Text section:
_ _ _ _ _ _ _
The comfort and responsiveness of a dynamic-response foot can also encourage an individual to advance from a more moderate activity level to a higher activity level, given the more natural feel of walking with this type of prosthetic foot. Further, some dynamic-response feet have been shown to reduce impact forces and stress upon the sound side foot and leg.

Microprocessor-controlled (MPC) feet are a fairly new category of prosthetic components. These foot/ankle components have small computer-controlled sensors that process information from both the individual’s limb and the surrounding environment to adjust to various needs. Based on information from input signals, these processors apply an algorithm, or set of rules, to make decisions about how the ankle or foot should respond in any given situation. The microprocessor provides instructions to various parts of the prosthesis in order to produce the desired function of the foot. Current MPC ankles use a variety of sensors, including ankle angle sensors, accelerometers, gyroscopes and torque sensors. The microprocessors in these systems then take the input signals and make decisions as to how to position the ankle, how to set the damping resistance in the ankle, and how to drive an ankle motor during stance phase (1).
_ _ _ _ _ _ _
Source data:
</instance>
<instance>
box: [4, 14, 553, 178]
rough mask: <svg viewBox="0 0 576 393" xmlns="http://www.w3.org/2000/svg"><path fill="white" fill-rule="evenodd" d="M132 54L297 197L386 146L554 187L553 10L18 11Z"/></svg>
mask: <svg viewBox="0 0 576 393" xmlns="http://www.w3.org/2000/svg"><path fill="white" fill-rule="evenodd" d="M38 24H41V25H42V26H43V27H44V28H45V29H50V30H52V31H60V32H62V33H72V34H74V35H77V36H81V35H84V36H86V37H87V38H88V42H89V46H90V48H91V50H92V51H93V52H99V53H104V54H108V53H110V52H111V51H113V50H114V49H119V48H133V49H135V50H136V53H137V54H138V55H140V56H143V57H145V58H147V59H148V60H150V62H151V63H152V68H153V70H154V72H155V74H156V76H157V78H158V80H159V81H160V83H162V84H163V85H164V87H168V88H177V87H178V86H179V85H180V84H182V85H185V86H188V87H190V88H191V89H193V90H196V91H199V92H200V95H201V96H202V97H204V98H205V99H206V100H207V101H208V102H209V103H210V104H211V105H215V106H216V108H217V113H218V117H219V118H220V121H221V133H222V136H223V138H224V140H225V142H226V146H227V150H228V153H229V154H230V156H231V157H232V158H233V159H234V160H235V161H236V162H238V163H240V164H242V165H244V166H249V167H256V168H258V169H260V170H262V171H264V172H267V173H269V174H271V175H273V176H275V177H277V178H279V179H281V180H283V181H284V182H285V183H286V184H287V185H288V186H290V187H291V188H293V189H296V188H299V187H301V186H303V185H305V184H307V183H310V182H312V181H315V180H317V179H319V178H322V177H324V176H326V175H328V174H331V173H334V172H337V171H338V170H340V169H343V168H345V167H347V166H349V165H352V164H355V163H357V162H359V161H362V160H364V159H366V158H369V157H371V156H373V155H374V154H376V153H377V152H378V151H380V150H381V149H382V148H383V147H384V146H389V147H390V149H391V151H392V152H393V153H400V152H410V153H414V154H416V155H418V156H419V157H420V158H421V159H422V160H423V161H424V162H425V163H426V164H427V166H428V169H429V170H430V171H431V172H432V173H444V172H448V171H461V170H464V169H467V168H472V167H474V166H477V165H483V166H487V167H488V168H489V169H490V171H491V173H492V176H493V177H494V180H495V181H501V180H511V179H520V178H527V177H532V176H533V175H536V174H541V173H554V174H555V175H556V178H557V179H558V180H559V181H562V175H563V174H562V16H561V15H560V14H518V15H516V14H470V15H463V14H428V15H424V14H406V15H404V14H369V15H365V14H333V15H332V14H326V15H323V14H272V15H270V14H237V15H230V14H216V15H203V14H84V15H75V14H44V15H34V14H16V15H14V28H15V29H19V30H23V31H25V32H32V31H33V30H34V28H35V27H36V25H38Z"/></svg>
_ _ _ _ _ _ _
Exercise prompt:
Answer these about the prosthetic feet text:
1. What have some dynamic-response feet been shown to reduce upon the sound side foot and leg?
2. Which sensors do current MPC ankles use?
3. Based on input signals, what do the processors in MPC feet apply to make decisions?

Written response:
1. Impact forces and stress.
2. Ankle angle sensors, accelerometers, gyroscopes and torque sensors.
3. An algorithm, or set of rules.